▸ **THE PROBLEM**: Starting with the first line of the material and going on through the line with "516;75;544;136", write those lines out again, replacing "scene" with "photo" and keeping everything else the same. Leave the pictures out of your answer.

▸ **DATA FOR PROCESSING**:
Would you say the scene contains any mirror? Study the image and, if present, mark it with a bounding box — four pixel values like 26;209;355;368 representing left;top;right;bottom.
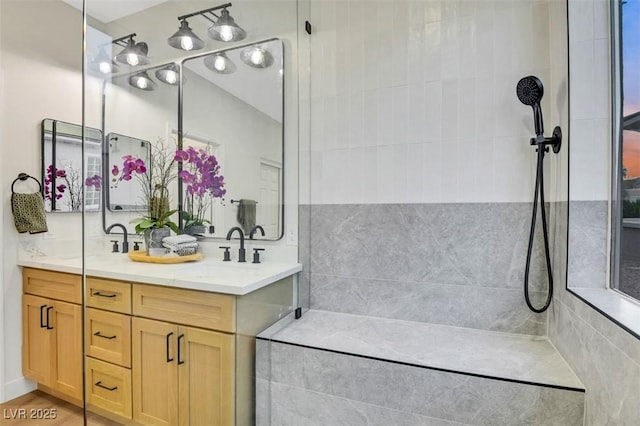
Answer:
42;118;103;212
105;133;151;211
102;65;178;233
180;39;283;240
103;39;284;240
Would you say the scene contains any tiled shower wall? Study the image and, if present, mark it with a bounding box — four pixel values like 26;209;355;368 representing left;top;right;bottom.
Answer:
300;0;561;334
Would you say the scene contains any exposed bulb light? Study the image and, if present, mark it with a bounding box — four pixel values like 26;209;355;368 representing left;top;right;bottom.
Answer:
167;19;204;50
90;48;118;74
204;53;236;74
156;64;180;86
208;8;247;42
116;37;151;67
240;45;273;68
129;71;157;91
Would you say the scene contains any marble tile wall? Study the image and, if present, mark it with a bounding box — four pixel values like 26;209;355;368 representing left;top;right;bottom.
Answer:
567;200;609;288
309;0;566;204
309;203;553;335
260;342;584;426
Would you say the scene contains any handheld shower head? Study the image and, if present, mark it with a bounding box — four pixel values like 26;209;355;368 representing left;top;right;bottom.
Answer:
516;75;544;136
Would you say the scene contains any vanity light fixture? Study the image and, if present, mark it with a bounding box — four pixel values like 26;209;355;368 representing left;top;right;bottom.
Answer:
167;20;204;50
112;33;151;67
240;44;273;68
90;47;118;74
207;4;247;41
204;52;236;74
156;64;180;86
129;71;158;91
167;3;247;50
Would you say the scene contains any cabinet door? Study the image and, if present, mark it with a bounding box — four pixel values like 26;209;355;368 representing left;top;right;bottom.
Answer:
22;294;54;386
131;318;178;426
49;301;82;399
177;327;235;426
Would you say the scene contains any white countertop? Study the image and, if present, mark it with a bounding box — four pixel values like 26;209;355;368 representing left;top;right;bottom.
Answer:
18;253;302;296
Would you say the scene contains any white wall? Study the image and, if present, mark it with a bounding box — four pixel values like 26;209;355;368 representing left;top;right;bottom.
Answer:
311;0;556;204
569;0;611;201
0;0;82;400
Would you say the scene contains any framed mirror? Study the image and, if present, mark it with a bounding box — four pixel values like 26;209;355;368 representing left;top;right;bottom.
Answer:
105;132;151;212
178;39;284;240
42;118;103;212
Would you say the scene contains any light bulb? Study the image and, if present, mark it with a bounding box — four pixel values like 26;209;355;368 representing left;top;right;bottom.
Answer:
251;49;264;65
220;25;233;41
213;56;227;71
164;70;178;84
127;53;140;67
98;62;111;74
180;37;193;50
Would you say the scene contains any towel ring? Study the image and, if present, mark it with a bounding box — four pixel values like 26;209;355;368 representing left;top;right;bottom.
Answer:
11;173;42;194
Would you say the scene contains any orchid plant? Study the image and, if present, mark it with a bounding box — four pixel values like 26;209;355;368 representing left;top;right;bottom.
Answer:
44;163;82;212
127;138;179;233
174;146;227;229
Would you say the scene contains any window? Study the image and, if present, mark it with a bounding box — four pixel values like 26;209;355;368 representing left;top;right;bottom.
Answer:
611;0;640;300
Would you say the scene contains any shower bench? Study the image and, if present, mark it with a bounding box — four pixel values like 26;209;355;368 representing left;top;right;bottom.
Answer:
256;310;585;426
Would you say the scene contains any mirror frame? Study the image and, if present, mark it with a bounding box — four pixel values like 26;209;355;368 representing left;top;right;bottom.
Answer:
40;118;105;213
177;37;286;241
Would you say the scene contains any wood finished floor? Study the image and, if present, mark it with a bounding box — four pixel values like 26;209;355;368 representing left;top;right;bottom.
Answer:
0;391;119;426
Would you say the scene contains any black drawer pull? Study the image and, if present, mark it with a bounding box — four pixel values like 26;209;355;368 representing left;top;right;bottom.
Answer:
178;334;184;365
167;331;173;362
96;380;118;392
40;305;47;328
92;291;117;297
93;331;118;340
47;306;53;330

▸ **COMPLETE ANSWER**:
Would you say the photo contains any mirror? Study the image and, if present, mark it with a bounding box — four pixel values like 26;209;355;368 representing left;top;right;bottom.
Answer:
42;118;103;212
105;133;151;211
102;65;178;233
180;39;283;240
103;39;284;240
Would you say the photo contains any tiled shower wall? Study the image and, if present, mark it with a bounding box — four pixel values like 26;209;355;368 representing left;top;right;bottom.
Answer:
300;0;561;334
Would you say the photo contains any exposed bulb light? Study the image and, if present, mark it with a bounding box — four pixel values like 26;209;355;368 representing left;top;right;bottom.
Answer:
167;19;204;50
90;48;118;74
204;53;236;74
156;64;180;86
208;8;247;42
116;37;151;67
240;45;273;68
129;71;157;91
Would you say the photo contains any marble tile wall? Study the image and, if present, mark it with a bounding box — four pixel values like 26;209;355;368 representing left;top;right;bottom.
Answer:
567;200;609;288
309;0;566;204
309;203;553;335
260;342;584;426
Would you say the photo contains any handheld shower head? Study the image and, if present, mark it with a bounding box — four pixel values like 26;209;355;368 representing left;top;right;bottom.
Answer:
516;75;544;136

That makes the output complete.